## What you need to do
Return, in their exact form, the lines that lie between the start of the data below and the line containing "like [(190, 154)]", with both ends included.

(Material for the task)

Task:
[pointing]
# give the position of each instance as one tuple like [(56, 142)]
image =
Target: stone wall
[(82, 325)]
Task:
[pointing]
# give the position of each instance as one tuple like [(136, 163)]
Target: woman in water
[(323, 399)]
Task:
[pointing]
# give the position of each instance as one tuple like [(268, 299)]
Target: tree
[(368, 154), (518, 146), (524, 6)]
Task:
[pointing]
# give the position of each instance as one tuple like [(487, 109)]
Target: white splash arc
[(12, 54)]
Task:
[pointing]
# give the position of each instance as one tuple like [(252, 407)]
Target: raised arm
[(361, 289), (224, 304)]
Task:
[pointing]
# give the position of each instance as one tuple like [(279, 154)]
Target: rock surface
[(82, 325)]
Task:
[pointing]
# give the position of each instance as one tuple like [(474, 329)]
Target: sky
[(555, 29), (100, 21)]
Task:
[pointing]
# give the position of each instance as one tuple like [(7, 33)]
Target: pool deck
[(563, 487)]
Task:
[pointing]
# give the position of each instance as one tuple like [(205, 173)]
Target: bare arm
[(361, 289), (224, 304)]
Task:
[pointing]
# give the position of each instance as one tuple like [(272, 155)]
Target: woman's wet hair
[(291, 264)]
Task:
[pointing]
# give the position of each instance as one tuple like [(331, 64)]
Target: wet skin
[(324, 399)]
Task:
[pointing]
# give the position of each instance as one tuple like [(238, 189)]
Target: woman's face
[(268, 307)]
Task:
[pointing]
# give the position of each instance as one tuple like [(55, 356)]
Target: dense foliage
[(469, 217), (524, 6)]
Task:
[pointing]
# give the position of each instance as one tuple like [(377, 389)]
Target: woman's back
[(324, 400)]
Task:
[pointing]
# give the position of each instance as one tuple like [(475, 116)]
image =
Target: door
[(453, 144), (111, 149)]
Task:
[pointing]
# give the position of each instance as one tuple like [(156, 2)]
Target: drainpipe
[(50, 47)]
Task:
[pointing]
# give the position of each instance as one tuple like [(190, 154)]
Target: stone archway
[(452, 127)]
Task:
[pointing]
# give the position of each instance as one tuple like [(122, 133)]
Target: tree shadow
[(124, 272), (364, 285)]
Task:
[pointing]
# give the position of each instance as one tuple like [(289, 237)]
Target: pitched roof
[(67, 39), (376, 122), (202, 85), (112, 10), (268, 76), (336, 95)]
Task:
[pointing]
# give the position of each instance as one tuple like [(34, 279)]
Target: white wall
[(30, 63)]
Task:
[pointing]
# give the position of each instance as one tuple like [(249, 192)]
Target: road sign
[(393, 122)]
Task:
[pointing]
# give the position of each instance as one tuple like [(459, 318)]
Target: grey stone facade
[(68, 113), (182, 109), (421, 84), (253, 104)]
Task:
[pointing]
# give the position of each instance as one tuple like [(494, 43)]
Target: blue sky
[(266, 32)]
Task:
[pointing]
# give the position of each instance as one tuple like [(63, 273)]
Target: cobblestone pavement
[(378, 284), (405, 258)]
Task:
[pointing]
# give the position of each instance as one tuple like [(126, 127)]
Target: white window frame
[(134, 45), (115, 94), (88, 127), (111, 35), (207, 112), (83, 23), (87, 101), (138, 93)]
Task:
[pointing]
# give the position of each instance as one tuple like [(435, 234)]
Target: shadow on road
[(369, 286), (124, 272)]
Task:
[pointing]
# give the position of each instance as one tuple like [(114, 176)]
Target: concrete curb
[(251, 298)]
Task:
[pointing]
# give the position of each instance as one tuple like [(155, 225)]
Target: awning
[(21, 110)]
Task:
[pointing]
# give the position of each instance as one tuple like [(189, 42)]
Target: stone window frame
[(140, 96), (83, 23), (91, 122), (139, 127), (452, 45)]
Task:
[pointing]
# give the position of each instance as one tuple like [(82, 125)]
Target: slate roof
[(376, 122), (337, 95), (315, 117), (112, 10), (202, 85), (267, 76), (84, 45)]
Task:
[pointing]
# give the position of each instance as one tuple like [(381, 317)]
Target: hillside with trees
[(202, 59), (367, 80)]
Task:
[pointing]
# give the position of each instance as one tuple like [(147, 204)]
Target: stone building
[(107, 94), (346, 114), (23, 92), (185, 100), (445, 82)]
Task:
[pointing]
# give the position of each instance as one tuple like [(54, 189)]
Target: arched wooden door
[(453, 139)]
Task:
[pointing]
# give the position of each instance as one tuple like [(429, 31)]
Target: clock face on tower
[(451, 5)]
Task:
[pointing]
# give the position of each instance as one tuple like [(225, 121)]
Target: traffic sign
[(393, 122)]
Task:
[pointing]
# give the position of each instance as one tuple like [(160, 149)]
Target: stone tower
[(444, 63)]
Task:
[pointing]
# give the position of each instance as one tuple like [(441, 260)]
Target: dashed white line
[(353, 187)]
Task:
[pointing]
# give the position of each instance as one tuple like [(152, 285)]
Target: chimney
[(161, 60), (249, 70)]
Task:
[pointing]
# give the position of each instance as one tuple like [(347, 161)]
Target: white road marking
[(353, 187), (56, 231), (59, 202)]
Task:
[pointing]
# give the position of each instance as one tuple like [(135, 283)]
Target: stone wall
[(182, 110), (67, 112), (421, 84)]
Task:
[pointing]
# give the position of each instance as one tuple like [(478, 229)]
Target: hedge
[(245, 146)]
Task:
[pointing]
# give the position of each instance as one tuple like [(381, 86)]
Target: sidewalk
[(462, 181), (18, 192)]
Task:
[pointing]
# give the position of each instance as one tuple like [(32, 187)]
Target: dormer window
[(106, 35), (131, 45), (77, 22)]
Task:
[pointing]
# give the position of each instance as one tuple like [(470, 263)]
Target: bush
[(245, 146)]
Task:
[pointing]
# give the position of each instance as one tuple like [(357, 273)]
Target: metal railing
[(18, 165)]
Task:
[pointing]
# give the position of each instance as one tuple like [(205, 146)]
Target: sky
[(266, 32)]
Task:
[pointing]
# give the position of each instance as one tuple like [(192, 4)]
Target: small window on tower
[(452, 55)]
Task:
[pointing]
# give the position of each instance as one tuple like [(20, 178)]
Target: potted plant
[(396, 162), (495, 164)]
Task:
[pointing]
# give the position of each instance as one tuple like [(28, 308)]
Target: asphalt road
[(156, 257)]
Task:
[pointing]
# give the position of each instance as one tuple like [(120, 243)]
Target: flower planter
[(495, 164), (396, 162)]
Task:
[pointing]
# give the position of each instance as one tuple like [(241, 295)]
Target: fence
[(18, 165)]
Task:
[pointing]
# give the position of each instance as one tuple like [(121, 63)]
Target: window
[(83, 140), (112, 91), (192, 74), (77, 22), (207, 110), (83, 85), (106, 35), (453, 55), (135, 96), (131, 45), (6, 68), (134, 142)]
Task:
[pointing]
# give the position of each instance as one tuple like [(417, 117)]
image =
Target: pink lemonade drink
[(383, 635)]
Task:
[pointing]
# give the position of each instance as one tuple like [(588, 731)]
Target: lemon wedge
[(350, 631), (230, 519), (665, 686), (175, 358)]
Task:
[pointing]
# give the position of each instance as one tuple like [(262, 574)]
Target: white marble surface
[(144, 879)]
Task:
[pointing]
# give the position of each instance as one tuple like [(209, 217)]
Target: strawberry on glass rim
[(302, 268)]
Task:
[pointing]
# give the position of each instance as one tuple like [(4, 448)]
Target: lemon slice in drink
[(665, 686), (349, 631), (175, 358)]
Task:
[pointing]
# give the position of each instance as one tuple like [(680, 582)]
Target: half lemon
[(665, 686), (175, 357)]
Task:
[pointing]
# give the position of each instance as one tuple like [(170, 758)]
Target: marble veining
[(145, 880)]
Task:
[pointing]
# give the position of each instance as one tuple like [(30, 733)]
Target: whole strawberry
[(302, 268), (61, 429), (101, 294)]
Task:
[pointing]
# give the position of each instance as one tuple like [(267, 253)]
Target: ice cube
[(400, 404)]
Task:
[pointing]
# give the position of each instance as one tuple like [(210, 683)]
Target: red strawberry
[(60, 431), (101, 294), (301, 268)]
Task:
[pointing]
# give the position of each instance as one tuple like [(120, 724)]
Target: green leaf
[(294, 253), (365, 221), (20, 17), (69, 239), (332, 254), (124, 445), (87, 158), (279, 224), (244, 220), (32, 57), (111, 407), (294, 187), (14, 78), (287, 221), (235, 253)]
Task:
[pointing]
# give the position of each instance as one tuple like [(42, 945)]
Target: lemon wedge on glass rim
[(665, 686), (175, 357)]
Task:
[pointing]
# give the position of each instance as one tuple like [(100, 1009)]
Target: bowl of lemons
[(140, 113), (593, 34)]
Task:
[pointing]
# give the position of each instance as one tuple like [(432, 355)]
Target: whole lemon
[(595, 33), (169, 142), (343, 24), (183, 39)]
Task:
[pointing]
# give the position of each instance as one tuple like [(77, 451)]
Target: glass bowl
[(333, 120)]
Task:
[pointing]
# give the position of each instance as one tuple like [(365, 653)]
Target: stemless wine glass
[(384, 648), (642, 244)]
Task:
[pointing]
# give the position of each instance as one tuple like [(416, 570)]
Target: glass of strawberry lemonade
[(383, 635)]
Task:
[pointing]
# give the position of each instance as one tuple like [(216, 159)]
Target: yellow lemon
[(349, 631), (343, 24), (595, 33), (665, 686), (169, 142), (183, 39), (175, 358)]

(End Material for the task)

## Task answer
Task:
[pointing]
# give the position of each instance as one tuple like [(56, 142)]
image =
Target: stone wall
[(82, 325)]
Task:
[pointing]
# give the position of each instance as one tuple like [(136, 163)]
Target: woman in water
[(323, 399)]
Task:
[pointing]
# give the position of each instance as one tuple like [(268, 299)]
Target: tree
[(368, 154), (518, 146), (524, 6)]
Task:
[pointing]
# give the position of each instance as one tuple like [(487, 109)]
Target: white splash arc
[(12, 54)]
Task:
[pointing]
# give the position of each instance as one tuple like [(252, 407)]
Target: raised arm
[(361, 289), (224, 304)]
Task:
[pointing]
# give the position of each instance as one tuple like [(279, 154)]
Target: rock surface
[(82, 325)]
Task:
[pointing]
# give the position of each instance as one tuple like [(474, 329)]
Target: sky
[(555, 29), (100, 21)]
Task:
[pointing]
# give the position of each instance as one tuple like [(7, 33)]
Target: pool deck
[(563, 487)]
Task:
[pointing]
# give the position of each instance as one tuple like [(205, 173)]
Target: bare arm
[(361, 289), (224, 304)]
Task:
[pointing]
# give the position of each instance as one tuple like [(272, 155)]
Target: woman's wet hair
[(291, 264)]
Task:
[pointing]
# give the position of each instance as one tuple like [(331, 64)]
Target: wet skin
[(324, 399)]
Task:
[pointing]
# give the position of each instance as one tuple like [(238, 189)]
Target: woman's face
[(268, 307)]
Task:
[pointing]
# give the position of each instance as one tuple like [(55, 356)]
Target: dense foliage
[(469, 217), (524, 6)]
Task:
[pointing]
# give the position of each instance as one tuple like [(377, 389)]
Target: woman's back
[(324, 400)]
Task:
[pointing]
# give the position of each instance as one tuple like [(475, 116)]
image =
Target: door
[(453, 144), (111, 149)]
Task:
[pointing]
# give the position of each instance as one tuple like [(156, 2)]
Target: drainpipe
[(50, 47)]
Task:
[pointing]
# give the position of each instance as one tuple like [(190, 154)]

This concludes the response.